■ **WHAT TO PRODUCE**
Please output only the lines that run from the line containing "out the car" through the end of the material below, exactly.

■ **THE DATA**
· · · ·

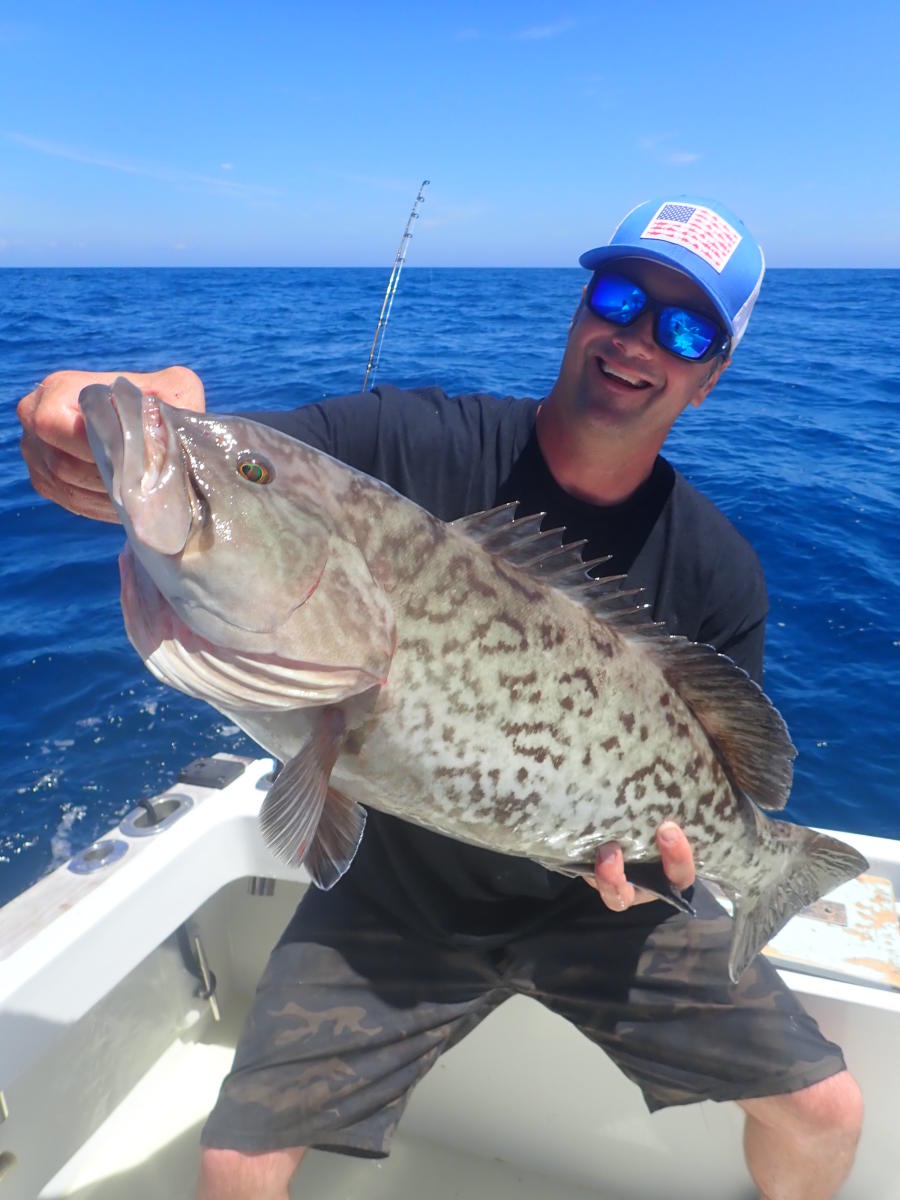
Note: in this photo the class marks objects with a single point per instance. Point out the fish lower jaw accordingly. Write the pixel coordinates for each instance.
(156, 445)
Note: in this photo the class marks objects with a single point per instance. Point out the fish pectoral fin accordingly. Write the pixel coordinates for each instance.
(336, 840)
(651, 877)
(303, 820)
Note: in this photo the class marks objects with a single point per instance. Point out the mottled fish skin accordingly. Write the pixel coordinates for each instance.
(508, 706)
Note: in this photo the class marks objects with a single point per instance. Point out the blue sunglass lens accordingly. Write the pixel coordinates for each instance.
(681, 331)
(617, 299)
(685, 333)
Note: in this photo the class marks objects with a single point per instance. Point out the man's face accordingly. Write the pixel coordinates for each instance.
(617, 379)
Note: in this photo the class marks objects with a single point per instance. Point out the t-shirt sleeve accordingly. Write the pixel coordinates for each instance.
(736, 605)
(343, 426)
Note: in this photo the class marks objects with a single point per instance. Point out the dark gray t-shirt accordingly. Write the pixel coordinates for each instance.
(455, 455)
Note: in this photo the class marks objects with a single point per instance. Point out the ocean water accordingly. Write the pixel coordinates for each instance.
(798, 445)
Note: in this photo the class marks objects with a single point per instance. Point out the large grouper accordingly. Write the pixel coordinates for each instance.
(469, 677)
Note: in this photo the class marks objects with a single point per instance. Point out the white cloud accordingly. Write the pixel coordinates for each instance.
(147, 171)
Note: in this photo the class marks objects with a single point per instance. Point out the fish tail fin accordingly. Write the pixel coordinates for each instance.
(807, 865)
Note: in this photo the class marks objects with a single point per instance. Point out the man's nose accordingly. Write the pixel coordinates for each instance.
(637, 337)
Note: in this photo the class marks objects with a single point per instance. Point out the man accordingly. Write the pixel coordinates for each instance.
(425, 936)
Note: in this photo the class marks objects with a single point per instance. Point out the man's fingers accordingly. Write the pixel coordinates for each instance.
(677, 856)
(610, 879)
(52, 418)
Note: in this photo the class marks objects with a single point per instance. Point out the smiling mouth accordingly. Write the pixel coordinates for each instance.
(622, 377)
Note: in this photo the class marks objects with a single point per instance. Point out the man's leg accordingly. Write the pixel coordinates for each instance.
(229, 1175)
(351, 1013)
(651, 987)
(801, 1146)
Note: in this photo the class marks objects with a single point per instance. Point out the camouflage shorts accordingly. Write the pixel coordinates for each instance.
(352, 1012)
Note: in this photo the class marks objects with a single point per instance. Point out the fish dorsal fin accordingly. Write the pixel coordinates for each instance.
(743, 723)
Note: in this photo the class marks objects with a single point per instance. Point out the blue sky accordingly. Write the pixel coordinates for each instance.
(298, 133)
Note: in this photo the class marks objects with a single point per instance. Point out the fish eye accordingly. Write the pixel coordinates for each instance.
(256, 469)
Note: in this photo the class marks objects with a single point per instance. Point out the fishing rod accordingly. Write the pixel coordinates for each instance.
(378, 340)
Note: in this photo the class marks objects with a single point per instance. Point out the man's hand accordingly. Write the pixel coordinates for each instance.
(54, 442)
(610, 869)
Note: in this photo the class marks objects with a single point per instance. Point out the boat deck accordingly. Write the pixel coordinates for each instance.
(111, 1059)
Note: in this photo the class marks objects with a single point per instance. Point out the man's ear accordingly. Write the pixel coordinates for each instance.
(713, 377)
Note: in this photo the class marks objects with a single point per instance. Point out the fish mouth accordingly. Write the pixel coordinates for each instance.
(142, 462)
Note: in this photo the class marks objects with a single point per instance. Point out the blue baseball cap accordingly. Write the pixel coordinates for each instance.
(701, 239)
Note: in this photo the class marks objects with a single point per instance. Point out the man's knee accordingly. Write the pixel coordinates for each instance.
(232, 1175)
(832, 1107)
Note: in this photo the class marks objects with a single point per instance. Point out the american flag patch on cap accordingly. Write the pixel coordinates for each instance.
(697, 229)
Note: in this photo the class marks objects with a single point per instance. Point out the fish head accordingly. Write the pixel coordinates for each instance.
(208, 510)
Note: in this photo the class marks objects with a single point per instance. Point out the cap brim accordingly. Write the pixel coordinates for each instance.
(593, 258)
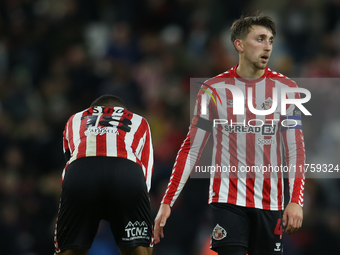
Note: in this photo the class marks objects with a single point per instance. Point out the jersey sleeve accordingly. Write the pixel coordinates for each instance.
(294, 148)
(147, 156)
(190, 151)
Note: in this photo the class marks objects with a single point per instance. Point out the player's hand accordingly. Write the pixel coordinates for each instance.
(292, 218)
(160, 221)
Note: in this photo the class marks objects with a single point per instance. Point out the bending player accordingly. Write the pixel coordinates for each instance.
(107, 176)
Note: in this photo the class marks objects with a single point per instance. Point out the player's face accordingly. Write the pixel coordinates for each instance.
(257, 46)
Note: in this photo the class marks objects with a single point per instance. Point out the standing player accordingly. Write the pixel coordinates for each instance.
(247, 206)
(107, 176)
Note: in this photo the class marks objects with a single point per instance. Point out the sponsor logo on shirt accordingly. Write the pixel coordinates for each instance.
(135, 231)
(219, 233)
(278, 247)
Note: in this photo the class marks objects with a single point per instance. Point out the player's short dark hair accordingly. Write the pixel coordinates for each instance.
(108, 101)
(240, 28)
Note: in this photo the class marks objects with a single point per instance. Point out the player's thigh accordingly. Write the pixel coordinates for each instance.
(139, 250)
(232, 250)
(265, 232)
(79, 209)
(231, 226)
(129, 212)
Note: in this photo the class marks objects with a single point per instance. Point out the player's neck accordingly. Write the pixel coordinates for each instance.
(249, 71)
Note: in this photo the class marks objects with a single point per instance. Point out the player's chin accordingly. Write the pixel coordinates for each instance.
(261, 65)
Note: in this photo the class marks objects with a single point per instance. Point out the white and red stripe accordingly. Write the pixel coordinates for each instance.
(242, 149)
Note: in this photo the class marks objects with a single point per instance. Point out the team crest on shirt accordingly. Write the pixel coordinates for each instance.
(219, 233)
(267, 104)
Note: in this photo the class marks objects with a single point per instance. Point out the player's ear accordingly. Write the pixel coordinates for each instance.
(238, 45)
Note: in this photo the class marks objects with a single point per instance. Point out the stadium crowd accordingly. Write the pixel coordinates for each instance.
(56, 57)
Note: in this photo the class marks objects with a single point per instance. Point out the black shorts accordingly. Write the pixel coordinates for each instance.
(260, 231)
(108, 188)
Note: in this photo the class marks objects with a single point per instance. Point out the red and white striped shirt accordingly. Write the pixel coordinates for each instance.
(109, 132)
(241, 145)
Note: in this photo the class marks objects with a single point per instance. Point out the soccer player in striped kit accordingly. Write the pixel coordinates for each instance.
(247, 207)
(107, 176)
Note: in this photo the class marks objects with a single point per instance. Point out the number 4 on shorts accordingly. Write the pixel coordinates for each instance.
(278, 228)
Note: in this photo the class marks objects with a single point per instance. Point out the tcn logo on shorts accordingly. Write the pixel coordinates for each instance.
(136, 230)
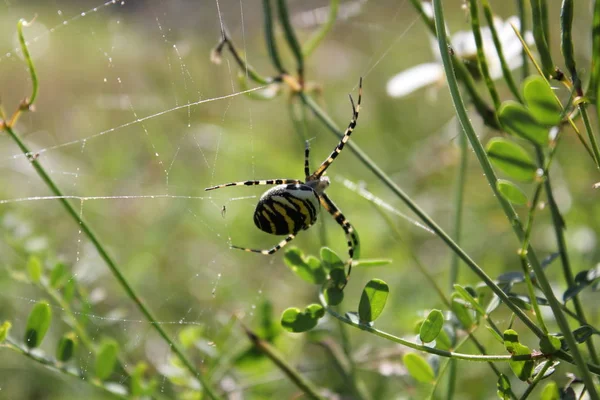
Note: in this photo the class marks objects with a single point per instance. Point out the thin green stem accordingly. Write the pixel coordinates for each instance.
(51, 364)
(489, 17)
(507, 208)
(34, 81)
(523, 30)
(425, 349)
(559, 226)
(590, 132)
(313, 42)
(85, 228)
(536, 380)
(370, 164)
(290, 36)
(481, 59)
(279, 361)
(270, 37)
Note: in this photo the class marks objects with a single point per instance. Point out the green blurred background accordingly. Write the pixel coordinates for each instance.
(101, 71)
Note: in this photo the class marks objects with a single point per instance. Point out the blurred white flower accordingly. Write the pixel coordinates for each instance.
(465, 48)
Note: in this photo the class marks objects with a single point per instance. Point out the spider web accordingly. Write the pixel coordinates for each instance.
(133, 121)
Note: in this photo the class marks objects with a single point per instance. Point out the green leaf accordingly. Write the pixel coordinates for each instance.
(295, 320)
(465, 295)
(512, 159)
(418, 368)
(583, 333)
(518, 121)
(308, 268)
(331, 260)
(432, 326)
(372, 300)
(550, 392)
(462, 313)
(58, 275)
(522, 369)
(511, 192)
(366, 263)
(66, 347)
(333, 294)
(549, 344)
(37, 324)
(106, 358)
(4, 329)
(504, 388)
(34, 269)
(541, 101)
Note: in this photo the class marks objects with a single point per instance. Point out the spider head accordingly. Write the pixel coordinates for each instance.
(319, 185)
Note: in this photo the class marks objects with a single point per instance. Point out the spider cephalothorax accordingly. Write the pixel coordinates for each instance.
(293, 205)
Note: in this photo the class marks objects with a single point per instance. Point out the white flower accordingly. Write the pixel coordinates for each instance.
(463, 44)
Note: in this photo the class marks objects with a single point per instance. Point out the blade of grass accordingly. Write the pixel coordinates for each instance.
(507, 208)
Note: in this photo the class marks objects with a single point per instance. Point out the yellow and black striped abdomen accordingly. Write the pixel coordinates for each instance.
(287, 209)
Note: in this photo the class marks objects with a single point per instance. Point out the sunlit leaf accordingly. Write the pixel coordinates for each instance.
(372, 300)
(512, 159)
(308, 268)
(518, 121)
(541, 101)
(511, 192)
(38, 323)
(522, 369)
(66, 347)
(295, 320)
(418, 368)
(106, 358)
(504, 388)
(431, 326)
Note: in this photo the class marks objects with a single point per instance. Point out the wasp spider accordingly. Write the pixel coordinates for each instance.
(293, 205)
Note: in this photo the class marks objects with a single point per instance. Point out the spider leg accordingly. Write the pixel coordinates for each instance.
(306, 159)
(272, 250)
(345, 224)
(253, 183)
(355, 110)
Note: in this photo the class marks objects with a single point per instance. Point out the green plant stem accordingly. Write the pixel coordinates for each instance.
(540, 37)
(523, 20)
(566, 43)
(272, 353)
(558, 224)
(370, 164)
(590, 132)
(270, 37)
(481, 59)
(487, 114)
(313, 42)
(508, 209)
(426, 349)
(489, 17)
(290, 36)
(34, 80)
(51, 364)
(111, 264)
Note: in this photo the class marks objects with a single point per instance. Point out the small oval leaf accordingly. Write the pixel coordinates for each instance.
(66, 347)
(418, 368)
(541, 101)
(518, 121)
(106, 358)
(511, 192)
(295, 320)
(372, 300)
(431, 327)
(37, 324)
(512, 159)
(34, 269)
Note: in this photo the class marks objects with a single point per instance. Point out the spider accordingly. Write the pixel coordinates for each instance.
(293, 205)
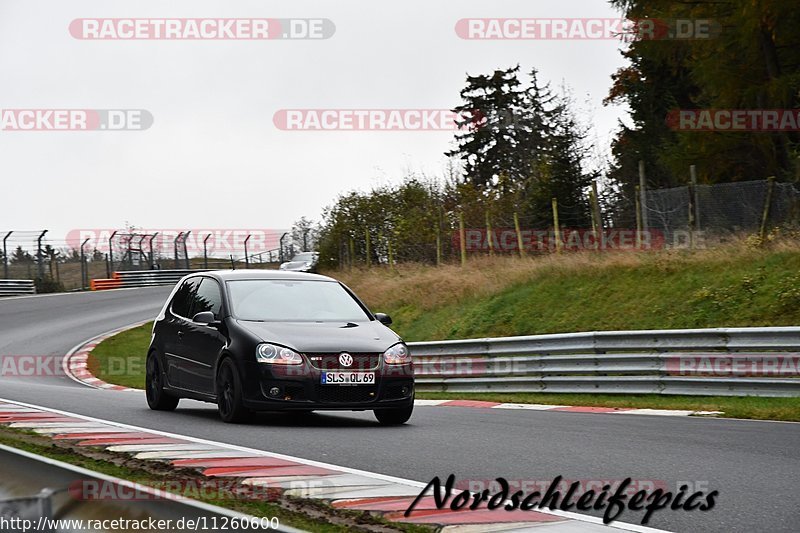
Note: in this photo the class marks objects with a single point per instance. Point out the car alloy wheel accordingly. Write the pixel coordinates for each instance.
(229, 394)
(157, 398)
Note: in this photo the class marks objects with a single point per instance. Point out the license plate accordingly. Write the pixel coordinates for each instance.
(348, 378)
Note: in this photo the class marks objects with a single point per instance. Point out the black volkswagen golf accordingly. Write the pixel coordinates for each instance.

· · · ·

■ **REPLY**
Note: in this photo the class marks objects with a single point per instance. Point out the car alloy wheel accordingly. Write the pixel coordinates for each instance.
(229, 394)
(157, 398)
Note: in this photo the class marks objects with a single point per instance. Point out the license plate accordingly. Write the pixel coordinates for each instance.
(348, 378)
Note: in this photo the class marks objects with a single point per instance. Point out the black volkswagen golf accordingly. Write the pixel coordinates for each instance.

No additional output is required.